### Required work:
Quote all entries in full, exactly.

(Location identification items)

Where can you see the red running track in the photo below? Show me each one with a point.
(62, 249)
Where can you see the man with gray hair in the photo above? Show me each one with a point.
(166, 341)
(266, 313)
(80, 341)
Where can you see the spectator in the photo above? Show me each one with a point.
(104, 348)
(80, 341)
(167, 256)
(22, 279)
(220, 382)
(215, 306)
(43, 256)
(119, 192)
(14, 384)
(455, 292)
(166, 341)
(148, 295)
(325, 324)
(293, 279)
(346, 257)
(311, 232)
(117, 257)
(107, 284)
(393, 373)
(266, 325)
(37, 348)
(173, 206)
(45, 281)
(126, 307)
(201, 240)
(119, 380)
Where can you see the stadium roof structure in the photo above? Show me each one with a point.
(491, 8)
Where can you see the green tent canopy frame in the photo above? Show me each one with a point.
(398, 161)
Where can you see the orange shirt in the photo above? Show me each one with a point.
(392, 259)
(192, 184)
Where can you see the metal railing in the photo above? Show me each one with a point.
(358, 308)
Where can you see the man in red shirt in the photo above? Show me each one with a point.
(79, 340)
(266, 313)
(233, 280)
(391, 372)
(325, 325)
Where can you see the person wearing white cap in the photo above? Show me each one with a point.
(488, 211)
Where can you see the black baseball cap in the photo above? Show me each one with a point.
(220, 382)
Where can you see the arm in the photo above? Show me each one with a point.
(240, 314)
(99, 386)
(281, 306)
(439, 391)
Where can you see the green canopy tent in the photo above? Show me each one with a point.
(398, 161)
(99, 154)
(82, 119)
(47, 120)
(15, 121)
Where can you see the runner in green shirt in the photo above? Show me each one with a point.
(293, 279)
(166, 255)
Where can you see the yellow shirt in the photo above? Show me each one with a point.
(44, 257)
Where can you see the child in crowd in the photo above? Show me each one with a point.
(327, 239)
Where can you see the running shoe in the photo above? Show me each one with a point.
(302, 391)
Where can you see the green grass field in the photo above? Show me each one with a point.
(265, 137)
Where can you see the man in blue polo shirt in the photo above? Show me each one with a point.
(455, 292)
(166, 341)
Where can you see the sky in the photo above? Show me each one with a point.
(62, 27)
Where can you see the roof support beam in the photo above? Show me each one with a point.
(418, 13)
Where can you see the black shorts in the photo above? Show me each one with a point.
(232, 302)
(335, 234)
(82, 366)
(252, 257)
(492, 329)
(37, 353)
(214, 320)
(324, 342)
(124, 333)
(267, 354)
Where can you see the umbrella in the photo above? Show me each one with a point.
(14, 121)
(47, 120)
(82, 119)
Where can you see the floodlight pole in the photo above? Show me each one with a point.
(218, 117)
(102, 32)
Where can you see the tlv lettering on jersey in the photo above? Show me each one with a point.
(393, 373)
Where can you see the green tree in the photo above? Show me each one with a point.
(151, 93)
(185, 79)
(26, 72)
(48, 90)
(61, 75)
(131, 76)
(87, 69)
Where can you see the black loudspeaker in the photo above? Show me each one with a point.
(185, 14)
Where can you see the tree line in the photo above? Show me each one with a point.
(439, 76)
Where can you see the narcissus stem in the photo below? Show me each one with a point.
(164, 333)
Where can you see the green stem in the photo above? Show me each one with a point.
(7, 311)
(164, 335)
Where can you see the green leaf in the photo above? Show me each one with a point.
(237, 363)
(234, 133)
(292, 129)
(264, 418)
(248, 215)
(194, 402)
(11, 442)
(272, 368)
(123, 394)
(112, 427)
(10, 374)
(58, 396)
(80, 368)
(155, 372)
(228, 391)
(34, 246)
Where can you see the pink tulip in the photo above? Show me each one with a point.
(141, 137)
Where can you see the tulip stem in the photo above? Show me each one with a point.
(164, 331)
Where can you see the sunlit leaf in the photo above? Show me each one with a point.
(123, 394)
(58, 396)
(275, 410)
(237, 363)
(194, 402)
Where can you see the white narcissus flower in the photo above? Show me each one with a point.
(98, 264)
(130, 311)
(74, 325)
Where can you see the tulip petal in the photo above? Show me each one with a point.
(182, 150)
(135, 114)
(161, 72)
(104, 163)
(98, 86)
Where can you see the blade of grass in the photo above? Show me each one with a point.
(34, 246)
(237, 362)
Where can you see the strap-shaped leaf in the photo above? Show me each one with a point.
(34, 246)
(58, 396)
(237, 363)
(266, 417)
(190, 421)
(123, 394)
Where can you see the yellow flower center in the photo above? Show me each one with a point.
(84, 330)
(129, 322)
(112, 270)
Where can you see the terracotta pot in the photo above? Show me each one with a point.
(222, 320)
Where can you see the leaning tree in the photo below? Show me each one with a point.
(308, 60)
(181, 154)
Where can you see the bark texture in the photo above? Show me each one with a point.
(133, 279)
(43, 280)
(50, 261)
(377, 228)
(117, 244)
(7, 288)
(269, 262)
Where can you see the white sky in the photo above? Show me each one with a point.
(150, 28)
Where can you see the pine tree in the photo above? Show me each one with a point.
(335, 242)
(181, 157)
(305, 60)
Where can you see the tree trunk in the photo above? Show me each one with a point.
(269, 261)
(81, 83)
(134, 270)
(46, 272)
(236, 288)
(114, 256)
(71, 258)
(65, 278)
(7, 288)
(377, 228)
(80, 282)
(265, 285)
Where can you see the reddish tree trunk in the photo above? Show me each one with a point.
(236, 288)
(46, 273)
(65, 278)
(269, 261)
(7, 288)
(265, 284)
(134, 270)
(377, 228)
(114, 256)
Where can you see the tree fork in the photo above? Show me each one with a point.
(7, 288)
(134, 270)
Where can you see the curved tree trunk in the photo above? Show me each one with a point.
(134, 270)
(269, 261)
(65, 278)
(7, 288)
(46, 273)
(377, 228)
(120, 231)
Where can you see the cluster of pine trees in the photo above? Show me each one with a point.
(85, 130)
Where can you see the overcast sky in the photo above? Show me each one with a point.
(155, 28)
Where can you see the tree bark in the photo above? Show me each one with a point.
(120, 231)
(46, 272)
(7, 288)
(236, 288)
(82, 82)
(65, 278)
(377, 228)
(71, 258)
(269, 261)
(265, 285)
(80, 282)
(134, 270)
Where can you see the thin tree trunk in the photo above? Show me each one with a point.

### Solution to this exercise:
Where can you see the red running track in the photo below? Show me each one with a point.
(62, 249)
Where can you see the man with gray hair in the photo above? Show me each one with a point.
(166, 341)
(266, 313)
(80, 341)
Where can you see the spectator in the photo above? Show me each one with a point.
(104, 348)
(80, 341)
(167, 256)
(22, 279)
(220, 382)
(215, 306)
(43, 256)
(119, 192)
(14, 384)
(455, 292)
(166, 341)
(148, 295)
(325, 324)
(293, 279)
(346, 257)
(311, 232)
(117, 257)
(107, 284)
(393, 373)
(266, 325)
(37, 348)
(173, 206)
(45, 281)
(126, 307)
(201, 240)
(119, 380)
Where can you see the stadium roof structure in the photo above? Show me each one with a point.
(491, 8)
Where can you see the green tent canopy frame in the photo above? Show me each one with a point.
(398, 161)
Where can you see the orange shirt in the photo above? Show me each one with a point.
(392, 259)
(192, 184)
Where can you see the metal railing in the photo above? Show me each one with a point.
(358, 308)
Where can you see the man in red shirt in the photo above? Show me each one with a point.
(79, 340)
(266, 313)
(233, 280)
(391, 372)
(325, 325)
Where can you see the person wearing white cap in the photo above? Show me each one with a point.
(488, 211)
Where can you see the black baseball cap in the photo above? Show me each one with a point.
(220, 382)
Where can you see the arm in the photo above? Show me each one with a point.
(240, 314)
(99, 386)
(281, 306)
(439, 391)
Where can you see the green canopy tent in the photo above? Show me each one with a point.
(398, 161)
(99, 154)
(82, 119)
(47, 120)
(15, 121)
Where can you see the runner in green shirt in the photo above? Show me each one with a point.
(293, 279)
(166, 255)
Where can you see the yellow shirt in the photo above? Show me each one with a point.
(44, 257)
Where can you see the child in crowd in the photo above? Show me each one with a point.
(327, 239)
Where can you see the running shoe in the photo above? Show me each one with a point.
(302, 391)
Where can you see the green grass field in the photo above? Show me each one with a point.
(265, 137)
Where can you see the man in blue polo shirt in the photo above? Show me each one with a point.
(455, 292)
(166, 341)
Where can you see the sky in the photo above? Show me each one with a point.
(62, 27)
Where can you see the roof support beam in the photo above? Show me each one with a point.
(418, 13)
Where can you see the black shorts in the photo above? Show me each one with a point.
(232, 302)
(335, 234)
(82, 366)
(252, 257)
(492, 329)
(37, 353)
(214, 320)
(324, 342)
(124, 333)
(267, 354)
Where can you see the umbrella in the photo above? Show me each one with a point.
(14, 121)
(47, 120)
(82, 119)
Where can you see the floodlight pole in the photo above? Show me each one with a point.
(218, 117)
(102, 32)
Where can you see the tlv lettering on jersey in the photo above? Show me each one with a point.
(393, 373)
Where can you see the green tree in the photo above? Show me each one with a point.
(151, 93)
(185, 79)
(26, 72)
(48, 90)
(61, 75)
(131, 76)
(87, 69)
Where can you see the black loudspeaker in the photo above? Show me each one with a point.
(185, 14)
Where can you see the tree line in the photo above? Show me each one with a point.
(439, 76)
Where can you see the narcissus stem in the photo below? Show me each one with a point.
(164, 333)
Where can you see the green stem in the photo above? Show me each one with a point.
(7, 311)
(164, 335)
Where can you see the green leaf in the photo above? Show me each one with a point.
(237, 363)
(234, 133)
(292, 129)
(264, 418)
(248, 215)
(194, 402)
(11, 442)
(272, 368)
(123, 394)
(112, 427)
(10, 374)
(58, 396)
(80, 368)
(155, 372)
(228, 391)
(34, 246)
Where can you see the pink tulip in the photo above? Show me each one with a point.
(141, 137)
Where can you see the tulip stem in the photo above? Show me each one with a point.
(164, 331)
Where can you see the sunlit leaf in the photo above? Show me each one with a point.
(123, 394)
(58, 396)
(275, 410)
(237, 363)
(194, 402)
Where can you see the white narcissus flower in the photo above? Show me each one with a point.
(98, 264)
(130, 311)
(74, 325)
Where can you see the tulip petal in the photo above? Show me each one with a point.
(182, 150)
(135, 114)
(161, 72)
(104, 163)
(98, 86)
Where can you see the blade of grass in the photo above? Show me each one with a point.
(34, 246)
(237, 362)
Where can you see the strap-shaped leaf in the photo above? Show me each one with a point.
(34, 246)
(58, 396)
(237, 363)
(266, 417)
(190, 421)
(123, 394)
Where can you see the yellow flower center in the photo above? Show me each one with a point.
(84, 330)
(129, 322)
(112, 270)
Where can you see the terracotta pot in the photo above? Show me each one with a point.
(222, 320)
Where can you see the leaning tree in the photo below? Show me each one with a point.
(308, 60)
(181, 154)
Where can you see the bark texture in the photo above? Show me each one with a point.
(133, 279)
(43, 280)
(50, 261)
(377, 228)
(117, 244)
(7, 288)
(269, 262)
Where can you see the white sky in the photo above? Show me each one with a point.
(150, 28)
Where can you see the pine tree in the photo above? Show me each one with a point.
(335, 242)
(181, 157)
(305, 60)
Where can you see the tree trunk in the photo above? Show me each one with a point.
(269, 261)
(81, 83)
(134, 270)
(46, 272)
(236, 288)
(114, 256)
(71, 258)
(65, 278)
(7, 288)
(377, 228)
(80, 282)
(265, 285)
Where can you see the reddish tree trunk in the photo above? Show me each one with a point.
(236, 288)
(46, 273)
(65, 278)
(269, 261)
(7, 288)
(265, 284)
(134, 270)
(377, 228)
(114, 256)
Where can you see the tree fork in the photo above? Show me each one with a point.
(7, 288)
(134, 270)
Where can you see the curved tree trunk in the photo above? Show me each one with a point.
(134, 270)
(269, 261)
(65, 278)
(7, 288)
(46, 273)
(377, 228)
(120, 231)
Where can you see the cluster of pine trees in the photo above? Show me each one with a point.
(85, 130)
Where can you see the overcast sky in the photo above? Show me each one with a point.
(155, 28)
Where can you see the tree bark in the photo above? Show me each one with a point.
(120, 231)
(46, 272)
(7, 288)
(236, 288)
(82, 82)
(65, 278)
(377, 228)
(71, 258)
(269, 261)
(265, 285)
(80, 282)
(134, 270)
Where can you see the thin tree trunk in the photo above? Show me each one with a point.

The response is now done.